(RAW DATA)

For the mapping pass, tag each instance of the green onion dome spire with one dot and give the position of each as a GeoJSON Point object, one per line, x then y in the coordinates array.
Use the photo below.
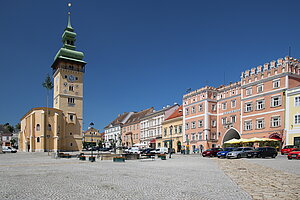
{"type": "Point", "coordinates": [68, 39]}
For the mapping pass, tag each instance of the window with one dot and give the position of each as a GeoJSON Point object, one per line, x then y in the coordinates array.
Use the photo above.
{"type": "Point", "coordinates": [49, 127]}
{"type": "Point", "coordinates": [248, 91]}
{"type": "Point", "coordinates": [193, 110]}
{"type": "Point", "coordinates": [71, 101]}
{"type": "Point", "coordinates": [193, 136]}
{"type": "Point", "coordinates": [200, 135]}
{"type": "Point", "coordinates": [297, 101]}
{"type": "Point", "coordinates": [200, 123]}
{"type": "Point", "coordinates": [248, 107]}
{"type": "Point", "coordinates": [275, 121]}
{"type": "Point", "coordinates": [224, 106]}
{"type": "Point", "coordinates": [214, 123]}
{"type": "Point", "coordinates": [224, 120]}
{"type": "Point", "coordinates": [187, 111]}
{"type": "Point", "coordinates": [233, 103]}
{"type": "Point", "coordinates": [260, 88]}
{"type": "Point", "coordinates": [213, 107]}
{"type": "Point", "coordinates": [193, 125]}
{"type": "Point", "coordinates": [297, 119]}
{"type": "Point", "coordinates": [71, 117]}
{"type": "Point", "coordinates": [180, 129]}
{"type": "Point", "coordinates": [187, 126]}
{"type": "Point", "coordinates": [200, 108]}
{"type": "Point", "coordinates": [260, 104]}
{"type": "Point", "coordinates": [71, 88]}
{"type": "Point", "coordinates": [233, 119]}
{"type": "Point", "coordinates": [38, 127]}
{"type": "Point", "coordinates": [276, 101]}
{"type": "Point", "coordinates": [260, 123]}
{"type": "Point", "coordinates": [248, 125]}
{"type": "Point", "coordinates": [276, 83]}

(End RAW DATA)

WORK ITEM → Go through the listing, find each line with the word "then", and copy it.

PROBLEM SOLUTION →
For the mapping pass, tag each instance of the green onion dome spire with one dot and give the position of each as a GeoJSON Point object, one per line, x then y in the coordinates array.
For the mapping pass, tag each instance of the window with one dot and give the position of each as a GeoJSON Point object, one per line, x then y in the coordinates array.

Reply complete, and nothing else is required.